--- Supplied records ---

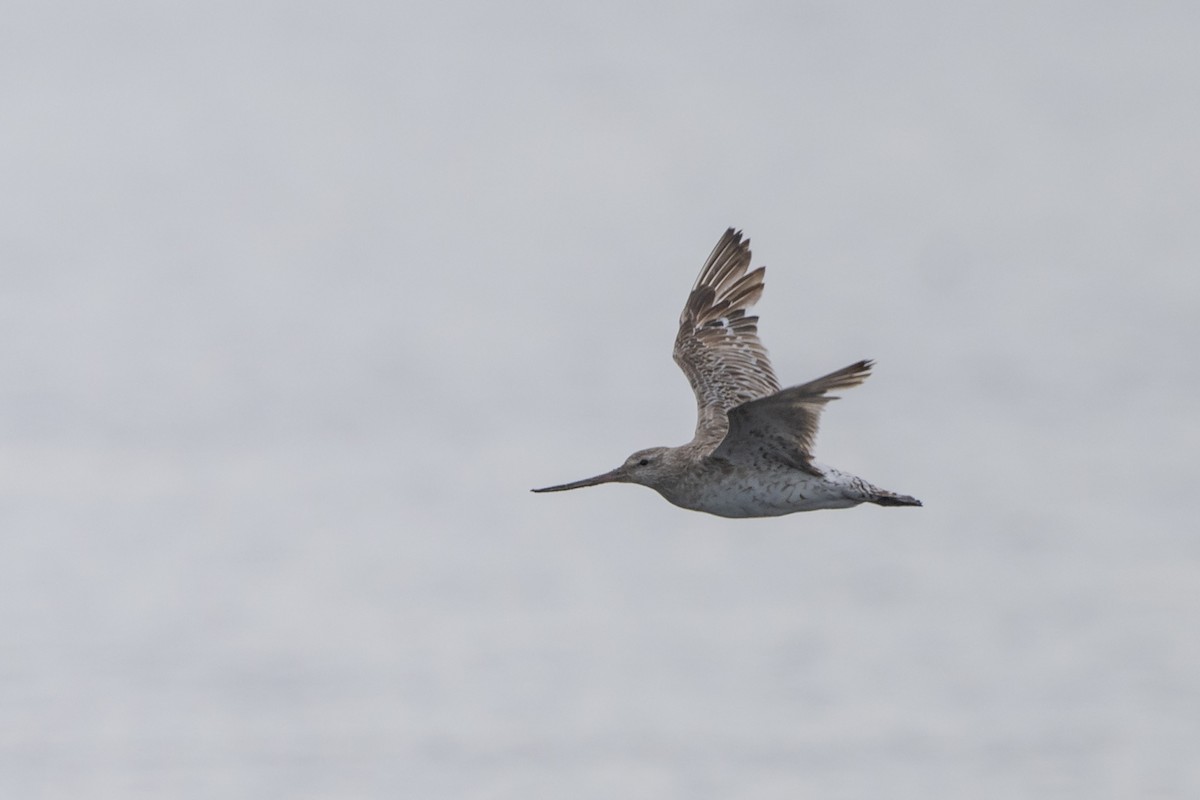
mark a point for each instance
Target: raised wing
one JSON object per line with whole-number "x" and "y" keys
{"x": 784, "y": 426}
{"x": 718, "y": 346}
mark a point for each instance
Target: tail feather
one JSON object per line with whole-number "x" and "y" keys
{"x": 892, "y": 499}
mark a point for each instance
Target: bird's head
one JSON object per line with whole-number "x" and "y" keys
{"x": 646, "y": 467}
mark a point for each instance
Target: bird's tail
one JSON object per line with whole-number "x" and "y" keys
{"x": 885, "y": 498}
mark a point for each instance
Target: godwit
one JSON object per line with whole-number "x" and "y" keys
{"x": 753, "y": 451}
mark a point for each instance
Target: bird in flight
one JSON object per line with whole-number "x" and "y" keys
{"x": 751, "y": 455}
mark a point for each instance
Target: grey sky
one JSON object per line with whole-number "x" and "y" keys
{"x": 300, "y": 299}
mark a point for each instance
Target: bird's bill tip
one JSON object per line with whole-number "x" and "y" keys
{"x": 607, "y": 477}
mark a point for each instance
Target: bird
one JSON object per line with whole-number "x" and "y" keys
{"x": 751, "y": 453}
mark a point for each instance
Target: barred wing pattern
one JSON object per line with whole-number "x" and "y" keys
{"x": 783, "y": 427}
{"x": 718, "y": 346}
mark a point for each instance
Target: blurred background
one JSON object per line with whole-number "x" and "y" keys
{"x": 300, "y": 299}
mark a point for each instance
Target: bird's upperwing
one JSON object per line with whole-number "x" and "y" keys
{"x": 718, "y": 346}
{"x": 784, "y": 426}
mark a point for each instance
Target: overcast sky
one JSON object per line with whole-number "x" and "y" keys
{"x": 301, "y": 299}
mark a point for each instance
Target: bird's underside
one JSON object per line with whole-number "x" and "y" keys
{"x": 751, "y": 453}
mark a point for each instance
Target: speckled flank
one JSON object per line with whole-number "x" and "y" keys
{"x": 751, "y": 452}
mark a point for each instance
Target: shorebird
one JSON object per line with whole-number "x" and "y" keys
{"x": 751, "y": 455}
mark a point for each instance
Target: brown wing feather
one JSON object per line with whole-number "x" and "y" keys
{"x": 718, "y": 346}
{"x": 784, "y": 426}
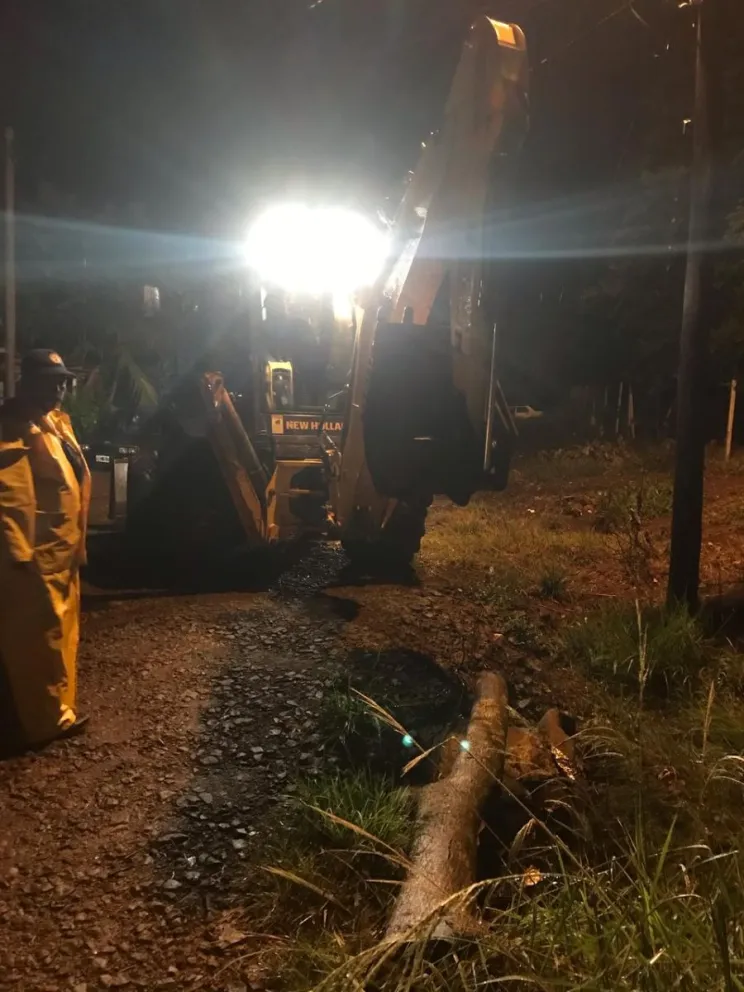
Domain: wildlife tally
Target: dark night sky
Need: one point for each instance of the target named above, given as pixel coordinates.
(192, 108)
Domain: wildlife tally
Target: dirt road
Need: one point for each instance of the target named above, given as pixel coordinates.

---
--- Supplied records ---

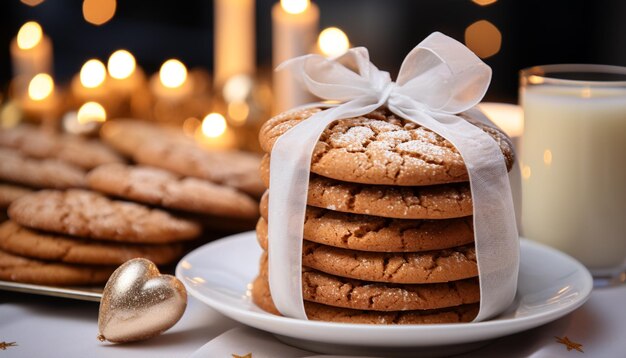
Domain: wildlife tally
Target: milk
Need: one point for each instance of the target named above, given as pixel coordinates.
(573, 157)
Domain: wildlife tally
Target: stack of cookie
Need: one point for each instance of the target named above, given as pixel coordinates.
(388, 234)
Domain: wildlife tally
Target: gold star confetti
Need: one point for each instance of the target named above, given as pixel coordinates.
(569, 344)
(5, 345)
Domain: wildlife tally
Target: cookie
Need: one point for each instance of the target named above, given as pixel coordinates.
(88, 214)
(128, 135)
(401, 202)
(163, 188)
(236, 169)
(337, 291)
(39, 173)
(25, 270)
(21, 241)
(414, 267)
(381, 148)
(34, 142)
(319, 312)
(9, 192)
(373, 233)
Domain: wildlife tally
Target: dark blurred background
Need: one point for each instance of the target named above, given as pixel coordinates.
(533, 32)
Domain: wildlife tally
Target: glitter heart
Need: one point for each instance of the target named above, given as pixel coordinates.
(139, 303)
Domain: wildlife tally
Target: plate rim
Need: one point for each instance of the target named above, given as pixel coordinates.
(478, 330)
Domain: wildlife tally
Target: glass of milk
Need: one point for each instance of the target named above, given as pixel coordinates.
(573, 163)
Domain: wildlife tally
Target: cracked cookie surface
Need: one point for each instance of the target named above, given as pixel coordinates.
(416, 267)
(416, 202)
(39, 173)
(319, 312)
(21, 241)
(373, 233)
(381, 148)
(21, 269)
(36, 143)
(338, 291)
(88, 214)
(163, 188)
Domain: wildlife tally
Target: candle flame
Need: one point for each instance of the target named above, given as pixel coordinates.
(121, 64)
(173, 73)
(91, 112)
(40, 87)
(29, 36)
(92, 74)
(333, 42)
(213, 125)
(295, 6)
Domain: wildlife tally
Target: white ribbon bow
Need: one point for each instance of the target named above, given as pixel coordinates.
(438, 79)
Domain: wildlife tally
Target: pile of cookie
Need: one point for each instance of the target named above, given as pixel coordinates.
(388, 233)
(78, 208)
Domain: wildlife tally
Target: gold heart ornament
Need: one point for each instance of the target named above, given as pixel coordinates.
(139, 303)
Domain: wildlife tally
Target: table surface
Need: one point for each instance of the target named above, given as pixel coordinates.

---
--- Supplied records ---

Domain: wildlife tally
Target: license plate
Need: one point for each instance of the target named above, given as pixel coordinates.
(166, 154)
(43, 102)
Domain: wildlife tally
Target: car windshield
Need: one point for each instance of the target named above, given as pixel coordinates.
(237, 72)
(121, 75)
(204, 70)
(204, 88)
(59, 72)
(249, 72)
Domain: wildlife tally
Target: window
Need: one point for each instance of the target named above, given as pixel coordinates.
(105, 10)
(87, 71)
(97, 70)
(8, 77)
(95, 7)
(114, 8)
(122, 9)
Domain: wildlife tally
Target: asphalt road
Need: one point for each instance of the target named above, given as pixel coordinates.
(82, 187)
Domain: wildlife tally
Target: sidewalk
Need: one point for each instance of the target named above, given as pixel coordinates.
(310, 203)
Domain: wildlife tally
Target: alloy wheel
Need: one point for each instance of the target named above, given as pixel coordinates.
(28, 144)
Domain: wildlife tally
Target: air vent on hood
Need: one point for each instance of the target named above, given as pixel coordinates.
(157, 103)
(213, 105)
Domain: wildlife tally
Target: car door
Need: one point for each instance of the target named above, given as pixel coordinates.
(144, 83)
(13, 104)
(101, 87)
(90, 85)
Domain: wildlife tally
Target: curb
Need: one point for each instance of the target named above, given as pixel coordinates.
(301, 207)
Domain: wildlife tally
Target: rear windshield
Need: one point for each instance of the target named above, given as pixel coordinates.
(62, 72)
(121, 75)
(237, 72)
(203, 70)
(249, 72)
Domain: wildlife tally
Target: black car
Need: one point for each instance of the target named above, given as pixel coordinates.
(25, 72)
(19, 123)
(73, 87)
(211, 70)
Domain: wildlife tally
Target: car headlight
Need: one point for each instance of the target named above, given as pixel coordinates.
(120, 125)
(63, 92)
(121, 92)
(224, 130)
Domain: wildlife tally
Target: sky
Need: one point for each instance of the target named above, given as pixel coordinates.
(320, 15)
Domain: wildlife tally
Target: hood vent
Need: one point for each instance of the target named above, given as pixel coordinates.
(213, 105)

---

▸ **What this task involves**:
Lines in the data that hold "heart" must be located and copied.

▸ **Answer section**:
Target: glitter heart
Target: gold heart ornament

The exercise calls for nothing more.